Aver silenziato Roccella in un dibattito pubblico contrasta con le basi della civiltà e con la nostra Costituzione antifascista, ma poi subentrano i distinguo. La democrazia non è quel sistema in cui è garantito che possa parlare chi è alla maggioranza; tutt’altro: è quel sistema in cui deve essere garantito di parlare a chi è alla minoranza
«Voler mettere a tacere chi la pensa diversamente contrasta con le basi della civiltà e con la nostra Costituzione», non c’è dubbio. E il presidente Mattarella ha fatto bene a ricordarlo, ça va sans dire. Soprattutto in questa stagione in cui i tentativi di mettere a tacere non mancano, a volte con violenza da manifestanti, altre volte con violenza da corridoi e veline.
La libertà di manifestare pubblicamente il proprio pensiero – «con la parola, lo scritto e ogni altro mezzo di diffusione», come recita la Costituzione all’art. 21 – è la pietra angolare di ogni vera democrazia. E alla ministra Eugenia Roccella va tutta la solidarietà possibile, per esserle stato impedito di esprimere la sua, di opinione. Ma forse – lo diciamo sottovoce – mantenere una reazione più composta, senza gridare al fascismo, sarebbe stato meglio da un punto di vista di opportunità democratica.

**RIGHE GREZZE:**
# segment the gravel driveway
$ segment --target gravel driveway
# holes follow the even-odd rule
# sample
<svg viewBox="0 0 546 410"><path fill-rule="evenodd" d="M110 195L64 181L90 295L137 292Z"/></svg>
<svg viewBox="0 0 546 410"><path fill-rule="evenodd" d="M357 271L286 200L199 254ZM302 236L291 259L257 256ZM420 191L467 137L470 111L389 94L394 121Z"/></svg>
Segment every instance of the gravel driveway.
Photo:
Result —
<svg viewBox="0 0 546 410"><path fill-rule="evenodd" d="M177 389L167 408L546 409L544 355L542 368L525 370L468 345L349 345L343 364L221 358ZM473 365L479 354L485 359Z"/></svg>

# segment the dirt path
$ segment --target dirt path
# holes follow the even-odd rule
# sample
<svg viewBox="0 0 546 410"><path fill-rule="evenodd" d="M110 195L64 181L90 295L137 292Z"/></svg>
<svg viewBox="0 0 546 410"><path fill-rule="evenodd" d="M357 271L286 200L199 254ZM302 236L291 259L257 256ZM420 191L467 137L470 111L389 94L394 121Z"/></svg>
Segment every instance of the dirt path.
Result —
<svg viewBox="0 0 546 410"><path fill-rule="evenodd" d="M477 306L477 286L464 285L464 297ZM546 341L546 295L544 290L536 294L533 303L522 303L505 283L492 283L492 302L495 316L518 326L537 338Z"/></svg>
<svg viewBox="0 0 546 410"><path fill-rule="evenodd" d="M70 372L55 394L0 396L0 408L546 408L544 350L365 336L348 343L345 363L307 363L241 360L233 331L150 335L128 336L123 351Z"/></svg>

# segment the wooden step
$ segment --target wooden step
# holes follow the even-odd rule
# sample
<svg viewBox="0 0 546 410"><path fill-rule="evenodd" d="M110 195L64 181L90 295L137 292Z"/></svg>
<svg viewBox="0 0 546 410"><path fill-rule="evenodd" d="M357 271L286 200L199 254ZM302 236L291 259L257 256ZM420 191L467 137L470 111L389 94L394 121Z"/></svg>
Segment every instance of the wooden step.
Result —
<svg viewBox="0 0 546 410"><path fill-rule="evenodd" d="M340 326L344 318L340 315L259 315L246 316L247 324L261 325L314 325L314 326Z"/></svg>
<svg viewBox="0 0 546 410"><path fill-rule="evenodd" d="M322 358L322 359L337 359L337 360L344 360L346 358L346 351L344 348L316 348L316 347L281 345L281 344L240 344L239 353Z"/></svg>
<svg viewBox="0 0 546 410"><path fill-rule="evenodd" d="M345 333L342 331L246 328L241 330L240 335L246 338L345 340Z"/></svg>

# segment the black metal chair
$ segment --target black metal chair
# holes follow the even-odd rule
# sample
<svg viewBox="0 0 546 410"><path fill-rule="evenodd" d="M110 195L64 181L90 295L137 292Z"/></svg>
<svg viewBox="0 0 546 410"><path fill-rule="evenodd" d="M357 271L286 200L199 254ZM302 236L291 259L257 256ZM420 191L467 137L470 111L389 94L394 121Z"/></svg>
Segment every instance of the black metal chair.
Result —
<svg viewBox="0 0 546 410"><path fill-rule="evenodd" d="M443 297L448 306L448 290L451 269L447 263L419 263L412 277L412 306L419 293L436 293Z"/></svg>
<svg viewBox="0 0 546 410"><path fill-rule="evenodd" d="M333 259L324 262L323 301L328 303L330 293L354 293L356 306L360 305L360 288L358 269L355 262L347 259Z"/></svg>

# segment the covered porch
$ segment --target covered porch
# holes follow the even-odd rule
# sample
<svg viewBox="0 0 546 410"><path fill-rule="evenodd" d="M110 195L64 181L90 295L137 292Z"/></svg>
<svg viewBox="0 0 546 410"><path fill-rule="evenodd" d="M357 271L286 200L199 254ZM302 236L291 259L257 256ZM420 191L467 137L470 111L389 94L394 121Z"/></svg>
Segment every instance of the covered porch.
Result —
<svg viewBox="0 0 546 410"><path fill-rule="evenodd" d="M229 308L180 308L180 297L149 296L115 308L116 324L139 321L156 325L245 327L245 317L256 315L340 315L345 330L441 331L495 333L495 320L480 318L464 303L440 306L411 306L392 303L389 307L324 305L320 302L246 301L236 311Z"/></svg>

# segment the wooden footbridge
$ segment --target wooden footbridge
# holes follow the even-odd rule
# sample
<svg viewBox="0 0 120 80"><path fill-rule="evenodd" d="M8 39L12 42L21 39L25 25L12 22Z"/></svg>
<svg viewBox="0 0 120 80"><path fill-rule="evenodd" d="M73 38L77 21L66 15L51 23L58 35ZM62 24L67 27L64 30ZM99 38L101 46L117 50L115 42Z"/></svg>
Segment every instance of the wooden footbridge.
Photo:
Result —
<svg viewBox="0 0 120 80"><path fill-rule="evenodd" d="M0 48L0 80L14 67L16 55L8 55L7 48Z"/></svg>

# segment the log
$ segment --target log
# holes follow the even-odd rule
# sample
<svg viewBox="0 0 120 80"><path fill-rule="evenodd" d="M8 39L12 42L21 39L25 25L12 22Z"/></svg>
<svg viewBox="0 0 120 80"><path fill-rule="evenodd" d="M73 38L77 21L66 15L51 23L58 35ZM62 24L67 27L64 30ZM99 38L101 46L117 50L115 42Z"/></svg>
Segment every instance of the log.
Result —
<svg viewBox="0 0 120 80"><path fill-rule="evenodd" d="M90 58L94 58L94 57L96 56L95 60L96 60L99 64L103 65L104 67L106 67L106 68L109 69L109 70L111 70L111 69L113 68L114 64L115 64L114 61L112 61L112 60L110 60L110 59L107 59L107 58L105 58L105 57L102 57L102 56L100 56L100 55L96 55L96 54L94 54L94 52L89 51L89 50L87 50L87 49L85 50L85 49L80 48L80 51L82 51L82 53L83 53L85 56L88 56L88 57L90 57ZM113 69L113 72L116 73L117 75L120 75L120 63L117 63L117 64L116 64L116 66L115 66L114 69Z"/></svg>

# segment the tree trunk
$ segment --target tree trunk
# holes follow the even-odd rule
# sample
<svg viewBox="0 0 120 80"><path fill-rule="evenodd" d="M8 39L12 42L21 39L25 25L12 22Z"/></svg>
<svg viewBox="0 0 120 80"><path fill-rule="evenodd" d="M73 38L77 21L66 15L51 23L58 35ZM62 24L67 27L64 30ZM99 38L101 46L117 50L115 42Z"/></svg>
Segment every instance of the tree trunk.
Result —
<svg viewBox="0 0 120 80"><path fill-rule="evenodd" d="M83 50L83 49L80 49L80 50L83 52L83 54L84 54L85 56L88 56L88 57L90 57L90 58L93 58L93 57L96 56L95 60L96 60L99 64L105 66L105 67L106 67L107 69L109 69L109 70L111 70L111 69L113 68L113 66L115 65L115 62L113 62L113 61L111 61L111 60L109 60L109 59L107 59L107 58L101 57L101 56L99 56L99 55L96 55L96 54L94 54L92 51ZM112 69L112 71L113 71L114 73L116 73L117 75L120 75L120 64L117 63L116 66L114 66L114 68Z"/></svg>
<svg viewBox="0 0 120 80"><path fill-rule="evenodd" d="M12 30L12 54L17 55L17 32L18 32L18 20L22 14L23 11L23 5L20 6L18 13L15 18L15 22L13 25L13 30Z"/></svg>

**COMPITO ASSEGNATO 1:**
Rispondi a queste domande sull'estratto:
(a) Quale articolo della Costituzione viene citato?
(b) Chi ha fatto bene a ricordare che mettere a tacere chi la pensa diversamente contrasta con la Costituzione?
(c) Qual è il nome completo della ministra a cui va la solidarietà?
**COMPITO ASSEGNATO 2:**
Traduci in inglese questa frase dell'estratto: «La democrazia non è quel sistema in cui è garantito che possa parlare chi è alla maggioranza; tutt’altro: è quel sistema in cui deve essere garantito di parlare a chi è alla minoranza».
**COMPITO ASSEGNATO 3:**
Trascrivi senza modifiche la parte dell'estratto che si apre con le parole «La libertà di» e si chiude con «di opportunità democratica.».

**RISULTATO 1:**
(a) L'art. 21.
(b) Il presidente Mattarella.
(c) Eugenia Roccella.

**RISULTATO 2:**
Democracy is not the system in which those in the majority are guaranteed the right to speak; quite the opposite: it is the system in which those in the minority must be guaranteed the right to speak.

**RISULTATO 3:**
La libertà di manifestare pubblicamente il proprio pensiero – «con la parola, lo scritto e ogni altro mezzo di diffusione», come recita la Costituzione all’art. 21 – è la pietra angolare di ogni vera democrazia. E alla ministra Eugenia Roccella va tutta la solidarietà possibile, per esserle stato impedito di esprimere la sua, di opinione. Ma forse – lo diciamo sottovoce – mantenere una reazione più composta, senza gridare al fascismo, sarebbe stato meglio da un punto di vista di opportunità democratica.